(Image object location entries)
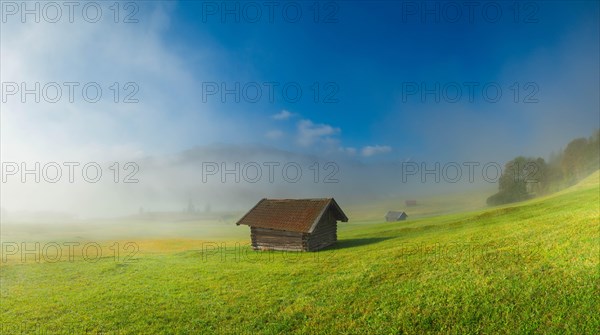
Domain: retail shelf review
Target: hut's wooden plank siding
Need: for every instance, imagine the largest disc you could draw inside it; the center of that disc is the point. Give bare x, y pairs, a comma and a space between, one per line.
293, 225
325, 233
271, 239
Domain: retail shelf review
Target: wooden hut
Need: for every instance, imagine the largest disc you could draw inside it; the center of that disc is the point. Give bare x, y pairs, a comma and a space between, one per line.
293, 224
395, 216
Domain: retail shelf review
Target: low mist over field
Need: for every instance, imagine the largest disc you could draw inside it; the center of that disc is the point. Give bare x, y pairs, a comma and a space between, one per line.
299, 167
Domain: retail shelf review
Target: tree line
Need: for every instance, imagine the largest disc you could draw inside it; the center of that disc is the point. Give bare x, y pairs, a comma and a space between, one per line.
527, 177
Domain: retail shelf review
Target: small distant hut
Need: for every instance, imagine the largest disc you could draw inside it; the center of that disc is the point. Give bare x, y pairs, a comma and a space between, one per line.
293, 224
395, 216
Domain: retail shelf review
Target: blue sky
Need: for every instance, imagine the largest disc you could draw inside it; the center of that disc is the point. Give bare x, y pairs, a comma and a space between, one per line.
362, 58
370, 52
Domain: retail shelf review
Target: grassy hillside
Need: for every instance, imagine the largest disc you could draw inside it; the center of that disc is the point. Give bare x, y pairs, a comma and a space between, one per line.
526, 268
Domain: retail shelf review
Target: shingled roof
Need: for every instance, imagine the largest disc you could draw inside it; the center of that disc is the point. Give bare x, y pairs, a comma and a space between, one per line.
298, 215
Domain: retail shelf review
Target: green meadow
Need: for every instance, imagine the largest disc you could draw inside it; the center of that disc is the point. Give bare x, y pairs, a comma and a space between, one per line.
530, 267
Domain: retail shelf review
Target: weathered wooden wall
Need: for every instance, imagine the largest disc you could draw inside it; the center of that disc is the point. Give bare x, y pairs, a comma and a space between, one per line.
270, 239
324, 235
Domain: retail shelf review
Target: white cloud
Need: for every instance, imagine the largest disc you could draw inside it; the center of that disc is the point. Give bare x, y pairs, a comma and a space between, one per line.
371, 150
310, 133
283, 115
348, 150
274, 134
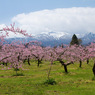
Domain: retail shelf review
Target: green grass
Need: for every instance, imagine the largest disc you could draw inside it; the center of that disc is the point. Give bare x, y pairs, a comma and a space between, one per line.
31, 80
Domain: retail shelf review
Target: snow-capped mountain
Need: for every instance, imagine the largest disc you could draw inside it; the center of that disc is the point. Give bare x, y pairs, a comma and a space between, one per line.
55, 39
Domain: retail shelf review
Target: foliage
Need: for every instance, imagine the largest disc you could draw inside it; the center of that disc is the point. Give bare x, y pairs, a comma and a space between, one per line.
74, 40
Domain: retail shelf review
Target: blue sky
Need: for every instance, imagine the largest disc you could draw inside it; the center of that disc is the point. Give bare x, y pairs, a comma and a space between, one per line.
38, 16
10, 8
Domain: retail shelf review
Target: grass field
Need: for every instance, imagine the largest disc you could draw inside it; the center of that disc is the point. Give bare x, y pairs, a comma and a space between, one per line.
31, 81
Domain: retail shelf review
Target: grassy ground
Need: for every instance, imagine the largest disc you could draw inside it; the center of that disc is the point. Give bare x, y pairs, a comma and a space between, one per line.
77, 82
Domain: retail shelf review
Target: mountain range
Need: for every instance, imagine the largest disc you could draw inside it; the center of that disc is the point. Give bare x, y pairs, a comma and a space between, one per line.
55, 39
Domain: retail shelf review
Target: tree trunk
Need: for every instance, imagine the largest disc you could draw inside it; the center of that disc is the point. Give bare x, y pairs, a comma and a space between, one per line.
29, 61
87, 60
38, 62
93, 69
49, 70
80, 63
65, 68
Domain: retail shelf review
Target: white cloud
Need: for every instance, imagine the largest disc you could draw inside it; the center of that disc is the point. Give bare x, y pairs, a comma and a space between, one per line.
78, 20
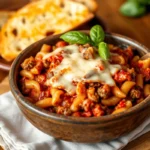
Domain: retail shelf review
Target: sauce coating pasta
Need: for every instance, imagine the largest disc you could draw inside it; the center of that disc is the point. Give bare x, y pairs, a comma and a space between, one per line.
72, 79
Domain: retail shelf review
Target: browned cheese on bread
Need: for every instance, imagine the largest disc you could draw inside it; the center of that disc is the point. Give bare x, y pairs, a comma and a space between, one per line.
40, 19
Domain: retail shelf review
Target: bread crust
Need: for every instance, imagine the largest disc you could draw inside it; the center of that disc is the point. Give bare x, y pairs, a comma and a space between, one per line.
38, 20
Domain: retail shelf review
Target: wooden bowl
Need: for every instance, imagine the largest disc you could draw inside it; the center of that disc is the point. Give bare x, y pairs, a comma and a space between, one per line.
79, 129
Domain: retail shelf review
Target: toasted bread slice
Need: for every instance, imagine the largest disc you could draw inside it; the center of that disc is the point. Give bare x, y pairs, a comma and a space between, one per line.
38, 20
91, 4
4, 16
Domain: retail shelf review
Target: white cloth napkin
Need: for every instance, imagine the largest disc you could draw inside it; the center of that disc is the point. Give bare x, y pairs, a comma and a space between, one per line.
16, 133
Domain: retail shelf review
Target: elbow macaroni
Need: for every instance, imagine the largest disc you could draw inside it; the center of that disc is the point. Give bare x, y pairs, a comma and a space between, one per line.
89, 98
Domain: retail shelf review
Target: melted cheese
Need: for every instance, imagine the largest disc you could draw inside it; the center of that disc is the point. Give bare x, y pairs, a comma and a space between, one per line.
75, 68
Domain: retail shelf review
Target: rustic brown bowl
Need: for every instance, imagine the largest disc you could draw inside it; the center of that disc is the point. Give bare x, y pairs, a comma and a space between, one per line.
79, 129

* [Instruction]:
Select every line above that contains the word "cheese", and copy each one.

* [Answer to the task]:
Target: browned cheese on bread
Target: melted cheese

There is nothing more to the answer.